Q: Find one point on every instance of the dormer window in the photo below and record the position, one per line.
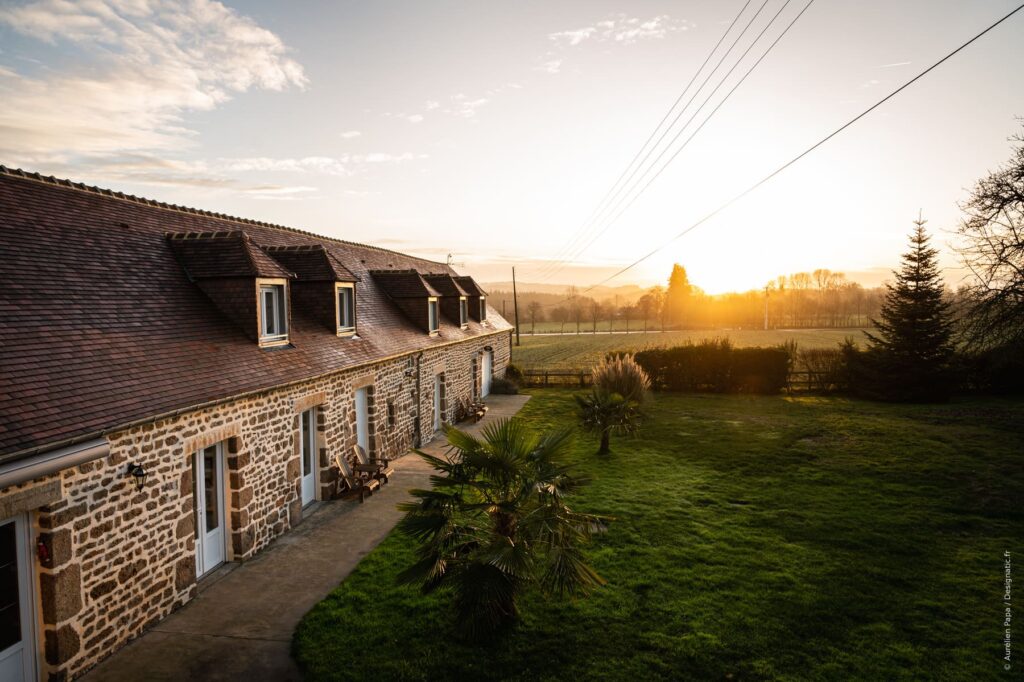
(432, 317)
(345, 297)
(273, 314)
---
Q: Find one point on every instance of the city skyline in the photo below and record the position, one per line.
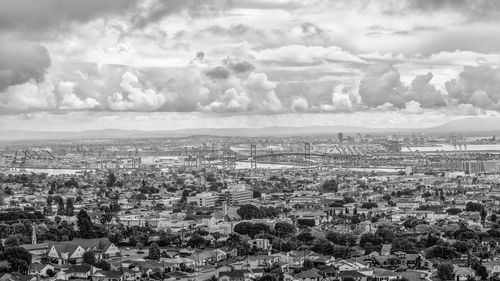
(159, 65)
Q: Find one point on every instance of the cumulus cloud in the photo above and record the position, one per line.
* * *
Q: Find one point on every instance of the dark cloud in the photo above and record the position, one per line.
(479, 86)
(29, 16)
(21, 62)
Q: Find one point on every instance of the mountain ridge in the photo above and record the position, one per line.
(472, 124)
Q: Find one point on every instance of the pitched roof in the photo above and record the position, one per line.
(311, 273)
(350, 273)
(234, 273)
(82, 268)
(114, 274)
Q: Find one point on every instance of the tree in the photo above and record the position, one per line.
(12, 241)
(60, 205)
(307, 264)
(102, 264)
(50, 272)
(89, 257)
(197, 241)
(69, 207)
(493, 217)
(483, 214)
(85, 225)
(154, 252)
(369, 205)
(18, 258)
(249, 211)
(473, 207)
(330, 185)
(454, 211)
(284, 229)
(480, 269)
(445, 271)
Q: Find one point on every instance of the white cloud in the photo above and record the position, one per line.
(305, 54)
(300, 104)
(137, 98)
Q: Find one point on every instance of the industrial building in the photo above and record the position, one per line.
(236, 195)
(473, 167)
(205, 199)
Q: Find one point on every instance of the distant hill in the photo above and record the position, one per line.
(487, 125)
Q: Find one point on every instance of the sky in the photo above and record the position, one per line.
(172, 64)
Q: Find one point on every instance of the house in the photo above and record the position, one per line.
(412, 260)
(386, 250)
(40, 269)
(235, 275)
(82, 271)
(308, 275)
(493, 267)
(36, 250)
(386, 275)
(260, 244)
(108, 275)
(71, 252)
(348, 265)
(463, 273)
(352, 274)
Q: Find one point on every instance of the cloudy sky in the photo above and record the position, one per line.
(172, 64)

◆ AIM OF THE TASK:
Which lines of the records contain the string "above"? Pull out each such line, treating uppercase and lowercase as different.

◆ SOLUTION:
Q: Find one point on every instance of the cumulus cloud in the photo above and record the position, one per line.
Q: Find one point on every instance of the dark cloud in the photo above and record the position, one per line.
Q: Find one point on every instance of the mountain ridge in the photo above and record the position, one per line.
Q: Find one point on every instance of the pitched roof in the photo above and record the position, one per line.
Q: Find one point on every instance of the tree in the photo above and record the position, one per line.
Q: Find one point on every instance of the white cloud in the photo above and record the position, one per line.
Q: Find one point on every instance of the industrial building in the photo above and record the position, one per line.
Q: Find one point on every instance of the distant hill in the photo above and record the position, one per line.
Q: Find one point on every instance of the sky in the photo above and record the position, one per line.
Q: Find one point on every instance of the house in the photo above and record the position, one per line.
Q: Find one point on every instance of the cloudy sky in the photo above and record the position, one per line.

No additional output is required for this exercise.